◆ **MATERIAL PROVIDED**:

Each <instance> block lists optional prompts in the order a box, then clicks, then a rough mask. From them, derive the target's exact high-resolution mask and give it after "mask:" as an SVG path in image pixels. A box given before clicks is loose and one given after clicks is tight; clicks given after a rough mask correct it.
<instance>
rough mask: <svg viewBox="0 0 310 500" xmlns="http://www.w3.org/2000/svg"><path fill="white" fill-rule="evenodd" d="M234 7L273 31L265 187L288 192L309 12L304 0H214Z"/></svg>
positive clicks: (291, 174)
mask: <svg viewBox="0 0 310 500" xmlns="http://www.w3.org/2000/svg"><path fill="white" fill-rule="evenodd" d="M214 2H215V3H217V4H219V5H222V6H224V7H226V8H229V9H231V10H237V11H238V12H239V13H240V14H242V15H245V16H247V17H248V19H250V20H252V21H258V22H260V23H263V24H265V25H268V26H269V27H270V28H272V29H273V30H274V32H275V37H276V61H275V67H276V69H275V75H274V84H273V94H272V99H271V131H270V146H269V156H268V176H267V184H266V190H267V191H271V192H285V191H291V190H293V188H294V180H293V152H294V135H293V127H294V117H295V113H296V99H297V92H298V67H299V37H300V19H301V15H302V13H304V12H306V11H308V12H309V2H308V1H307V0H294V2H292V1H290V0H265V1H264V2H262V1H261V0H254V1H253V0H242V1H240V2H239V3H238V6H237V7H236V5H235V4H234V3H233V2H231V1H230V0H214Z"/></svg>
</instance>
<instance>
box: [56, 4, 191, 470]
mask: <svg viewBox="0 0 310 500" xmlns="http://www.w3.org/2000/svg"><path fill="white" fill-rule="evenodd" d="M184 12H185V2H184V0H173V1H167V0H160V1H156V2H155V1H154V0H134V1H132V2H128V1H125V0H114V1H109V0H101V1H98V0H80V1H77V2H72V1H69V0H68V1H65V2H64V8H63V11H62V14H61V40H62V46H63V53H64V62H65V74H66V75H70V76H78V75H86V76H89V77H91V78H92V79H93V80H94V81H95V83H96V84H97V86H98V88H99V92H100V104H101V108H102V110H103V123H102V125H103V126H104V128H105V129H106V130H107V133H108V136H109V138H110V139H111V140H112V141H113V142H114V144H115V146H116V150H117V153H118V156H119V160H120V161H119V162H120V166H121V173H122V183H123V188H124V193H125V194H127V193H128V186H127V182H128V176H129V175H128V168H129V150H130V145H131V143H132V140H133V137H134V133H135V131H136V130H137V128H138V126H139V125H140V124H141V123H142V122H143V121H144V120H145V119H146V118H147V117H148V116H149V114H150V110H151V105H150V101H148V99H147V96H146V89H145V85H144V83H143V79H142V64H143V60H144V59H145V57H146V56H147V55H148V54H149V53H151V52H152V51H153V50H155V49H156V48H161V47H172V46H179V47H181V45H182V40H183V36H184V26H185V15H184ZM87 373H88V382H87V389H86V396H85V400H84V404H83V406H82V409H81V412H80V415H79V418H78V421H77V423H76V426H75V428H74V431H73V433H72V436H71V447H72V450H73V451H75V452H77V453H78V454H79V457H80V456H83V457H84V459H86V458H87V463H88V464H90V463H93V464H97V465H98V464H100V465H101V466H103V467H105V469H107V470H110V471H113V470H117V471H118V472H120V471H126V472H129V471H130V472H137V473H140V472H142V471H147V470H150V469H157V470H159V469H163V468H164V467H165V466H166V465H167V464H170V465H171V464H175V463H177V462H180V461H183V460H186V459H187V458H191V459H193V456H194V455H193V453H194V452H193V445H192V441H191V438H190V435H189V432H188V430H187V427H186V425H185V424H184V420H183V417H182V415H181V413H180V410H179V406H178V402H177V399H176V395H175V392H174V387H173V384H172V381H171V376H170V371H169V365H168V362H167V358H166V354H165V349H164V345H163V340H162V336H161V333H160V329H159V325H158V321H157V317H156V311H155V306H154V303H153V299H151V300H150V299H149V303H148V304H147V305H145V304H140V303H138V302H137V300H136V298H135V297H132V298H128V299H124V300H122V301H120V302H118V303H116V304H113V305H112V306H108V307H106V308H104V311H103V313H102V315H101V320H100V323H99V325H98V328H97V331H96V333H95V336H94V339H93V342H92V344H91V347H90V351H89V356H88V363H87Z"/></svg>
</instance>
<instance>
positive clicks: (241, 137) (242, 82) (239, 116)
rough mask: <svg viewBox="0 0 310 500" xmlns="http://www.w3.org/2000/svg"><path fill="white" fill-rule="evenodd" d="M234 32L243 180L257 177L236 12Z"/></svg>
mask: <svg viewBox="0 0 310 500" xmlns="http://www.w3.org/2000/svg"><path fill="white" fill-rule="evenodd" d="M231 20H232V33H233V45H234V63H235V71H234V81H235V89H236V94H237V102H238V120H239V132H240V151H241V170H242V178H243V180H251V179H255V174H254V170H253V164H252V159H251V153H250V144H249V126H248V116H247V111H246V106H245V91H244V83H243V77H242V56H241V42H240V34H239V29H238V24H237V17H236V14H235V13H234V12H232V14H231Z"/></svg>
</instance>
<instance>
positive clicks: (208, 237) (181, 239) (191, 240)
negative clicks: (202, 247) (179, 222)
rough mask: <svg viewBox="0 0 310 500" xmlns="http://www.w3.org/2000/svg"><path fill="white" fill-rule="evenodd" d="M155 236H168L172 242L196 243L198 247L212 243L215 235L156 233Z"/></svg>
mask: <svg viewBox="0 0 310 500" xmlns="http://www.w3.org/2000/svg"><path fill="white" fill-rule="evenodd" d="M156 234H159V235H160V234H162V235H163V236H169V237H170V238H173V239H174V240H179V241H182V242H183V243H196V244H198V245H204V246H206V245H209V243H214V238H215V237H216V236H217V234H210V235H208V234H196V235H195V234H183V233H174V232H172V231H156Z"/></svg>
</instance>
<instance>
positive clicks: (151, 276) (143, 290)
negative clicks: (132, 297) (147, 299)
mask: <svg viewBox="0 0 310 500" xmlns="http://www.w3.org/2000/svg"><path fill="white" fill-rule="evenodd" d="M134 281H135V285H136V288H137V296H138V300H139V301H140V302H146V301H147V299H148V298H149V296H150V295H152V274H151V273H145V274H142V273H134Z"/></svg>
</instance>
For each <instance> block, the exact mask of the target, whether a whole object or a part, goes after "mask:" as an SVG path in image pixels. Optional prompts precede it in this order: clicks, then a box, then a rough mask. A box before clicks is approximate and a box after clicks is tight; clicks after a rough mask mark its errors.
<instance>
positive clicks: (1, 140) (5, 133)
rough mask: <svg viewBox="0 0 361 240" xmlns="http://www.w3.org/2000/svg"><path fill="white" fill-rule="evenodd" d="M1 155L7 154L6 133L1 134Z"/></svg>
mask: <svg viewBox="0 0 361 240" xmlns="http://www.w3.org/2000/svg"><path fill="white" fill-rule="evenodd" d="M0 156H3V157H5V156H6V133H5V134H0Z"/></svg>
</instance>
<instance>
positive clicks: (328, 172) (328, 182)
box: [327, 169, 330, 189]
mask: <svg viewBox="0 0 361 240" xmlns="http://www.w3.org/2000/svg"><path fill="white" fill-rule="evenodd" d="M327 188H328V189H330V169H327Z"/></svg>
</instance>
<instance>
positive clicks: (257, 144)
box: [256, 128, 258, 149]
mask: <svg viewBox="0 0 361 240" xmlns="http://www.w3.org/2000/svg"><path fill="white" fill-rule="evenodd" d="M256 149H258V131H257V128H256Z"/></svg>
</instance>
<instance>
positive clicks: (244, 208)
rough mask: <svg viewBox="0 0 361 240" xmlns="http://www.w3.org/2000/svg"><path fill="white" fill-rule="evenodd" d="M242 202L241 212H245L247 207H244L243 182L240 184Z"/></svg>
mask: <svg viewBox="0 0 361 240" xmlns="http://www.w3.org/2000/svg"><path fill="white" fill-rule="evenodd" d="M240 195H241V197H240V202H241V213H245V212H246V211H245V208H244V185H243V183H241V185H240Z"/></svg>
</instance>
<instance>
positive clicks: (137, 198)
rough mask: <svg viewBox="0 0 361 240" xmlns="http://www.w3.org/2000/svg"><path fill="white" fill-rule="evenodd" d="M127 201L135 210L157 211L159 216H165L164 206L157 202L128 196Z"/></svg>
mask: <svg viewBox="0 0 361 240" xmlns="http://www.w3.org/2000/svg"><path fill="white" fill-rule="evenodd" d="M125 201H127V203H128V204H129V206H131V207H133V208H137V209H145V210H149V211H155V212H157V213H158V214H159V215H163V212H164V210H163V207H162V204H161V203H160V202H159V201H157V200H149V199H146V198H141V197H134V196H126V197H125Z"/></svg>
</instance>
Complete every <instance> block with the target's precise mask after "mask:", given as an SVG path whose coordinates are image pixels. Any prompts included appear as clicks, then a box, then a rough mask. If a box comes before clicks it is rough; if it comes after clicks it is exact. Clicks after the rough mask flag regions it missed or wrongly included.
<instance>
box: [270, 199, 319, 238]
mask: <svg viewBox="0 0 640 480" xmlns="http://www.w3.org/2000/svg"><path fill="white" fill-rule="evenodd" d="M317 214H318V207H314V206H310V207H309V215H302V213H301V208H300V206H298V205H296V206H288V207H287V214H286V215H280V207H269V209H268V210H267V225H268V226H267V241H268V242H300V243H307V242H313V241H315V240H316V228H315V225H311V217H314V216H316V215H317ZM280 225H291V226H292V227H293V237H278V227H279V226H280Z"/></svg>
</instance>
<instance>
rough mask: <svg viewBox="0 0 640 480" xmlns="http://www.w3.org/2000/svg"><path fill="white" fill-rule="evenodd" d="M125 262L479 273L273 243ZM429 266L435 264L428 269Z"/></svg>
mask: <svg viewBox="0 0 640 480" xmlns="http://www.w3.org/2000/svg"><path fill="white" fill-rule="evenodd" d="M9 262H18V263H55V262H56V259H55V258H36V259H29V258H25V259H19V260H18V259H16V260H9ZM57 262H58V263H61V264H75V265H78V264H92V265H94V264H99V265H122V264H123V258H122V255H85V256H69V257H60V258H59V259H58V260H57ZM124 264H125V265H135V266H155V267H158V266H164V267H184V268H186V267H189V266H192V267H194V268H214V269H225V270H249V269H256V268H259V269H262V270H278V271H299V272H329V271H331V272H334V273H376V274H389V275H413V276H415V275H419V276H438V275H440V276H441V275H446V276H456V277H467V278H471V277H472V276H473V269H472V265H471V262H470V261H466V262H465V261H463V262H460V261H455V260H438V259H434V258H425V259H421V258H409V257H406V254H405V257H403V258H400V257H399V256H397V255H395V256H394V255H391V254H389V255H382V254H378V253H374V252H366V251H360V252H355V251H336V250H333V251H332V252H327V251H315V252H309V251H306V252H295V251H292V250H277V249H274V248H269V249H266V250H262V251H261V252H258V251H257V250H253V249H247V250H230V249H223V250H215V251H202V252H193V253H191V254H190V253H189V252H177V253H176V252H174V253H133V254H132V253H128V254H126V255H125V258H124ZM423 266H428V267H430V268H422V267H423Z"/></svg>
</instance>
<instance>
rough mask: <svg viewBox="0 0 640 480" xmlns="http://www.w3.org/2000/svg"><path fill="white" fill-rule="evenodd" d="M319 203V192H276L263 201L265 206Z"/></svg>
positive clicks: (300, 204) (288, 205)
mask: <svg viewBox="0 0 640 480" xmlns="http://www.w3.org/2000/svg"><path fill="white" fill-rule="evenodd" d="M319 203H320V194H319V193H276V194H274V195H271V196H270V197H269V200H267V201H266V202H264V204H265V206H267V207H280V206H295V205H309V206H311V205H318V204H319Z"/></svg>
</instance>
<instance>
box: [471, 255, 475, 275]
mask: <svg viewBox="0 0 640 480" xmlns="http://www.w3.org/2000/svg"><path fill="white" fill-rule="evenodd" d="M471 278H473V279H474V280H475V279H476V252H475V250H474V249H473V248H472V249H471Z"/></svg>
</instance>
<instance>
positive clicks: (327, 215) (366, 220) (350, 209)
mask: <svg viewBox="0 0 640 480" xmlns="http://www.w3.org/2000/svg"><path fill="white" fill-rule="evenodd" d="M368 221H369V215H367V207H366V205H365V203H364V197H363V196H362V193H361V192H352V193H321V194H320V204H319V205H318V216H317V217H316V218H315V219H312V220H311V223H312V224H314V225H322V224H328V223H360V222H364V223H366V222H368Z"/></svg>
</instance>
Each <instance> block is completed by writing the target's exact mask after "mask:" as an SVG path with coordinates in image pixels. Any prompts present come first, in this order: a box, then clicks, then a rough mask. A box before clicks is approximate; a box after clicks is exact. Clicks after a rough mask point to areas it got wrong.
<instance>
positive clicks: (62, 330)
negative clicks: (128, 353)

◆ **ASSIGNMENT**:
Transcribe the lines above between the line holding "negative clicks: (132, 297) (147, 299)" and the line holding "positive clicks: (244, 208)", inclusive, exactly as they stand and with nothing added.

◆ **EXERCISE ANSWER**:
negative clicks: (132, 297) (147, 299)
mask: <svg viewBox="0 0 310 500" xmlns="http://www.w3.org/2000/svg"><path fill="white" fill-rule="evenodd" d="M134 281H135V285H136V288H137V296H138V300H139V301H140V302H146V301H147V299H148V298H149V296H150V295H152V274H151V273H145V274H142V273H134Z"/></svg>
</instance>
For each <instance> block, the exact mask of the target, whether a whole object or a part, goes after "mask:" as an SVG path in image pixels. Optional prompts precede it in this order: clicks, then a box, then a rough mask. A box before clicks is approximate and a box after clicks is tight; clicks after a rough mask mark its errors.
<instance>
positive clicks: (1, 140) (5, 133)
rough mask: <svg viewBox="0 0 361 240" xmlns="http://www.w3.org/2000/svg"><path fill="white" fill-rule="evenodd" d="M1 155L7 154L6 133L1 134Z"/></svg>
mask: <svg viewBox="0 0 361 240" xmlns="http://www.w3.org/2000/svg"><path fill="white" fill-rule="evenodd" d="M0 156H3V157H5V156H6V133H5V134H0Z"/></svg>
</instance>
<instance>
positive clicks: (328, 172) (328, 182)
box: [327, 169, 330, 189]
mask: <svg viewBox="0 0 361 240" xmlns="http://www.w3.org/2000/svg"><path fill="white" fill-rule="evenodd" d="M327 188H328V189H330V169H327Z"/></svg>
</instance>
<instance>
positive clicks: (257, 144)
box: [256, 128, 258, 149]
mask: <svg viewBox="0 0 361 240" xmlns="http://www.w3.org/2000/svg"><path fill="white" fill-rule="evenodd" d="M256 149H258V131H257V128H256Z"/></svg>
</instance>
<instance>
positive clicks: (244, 208)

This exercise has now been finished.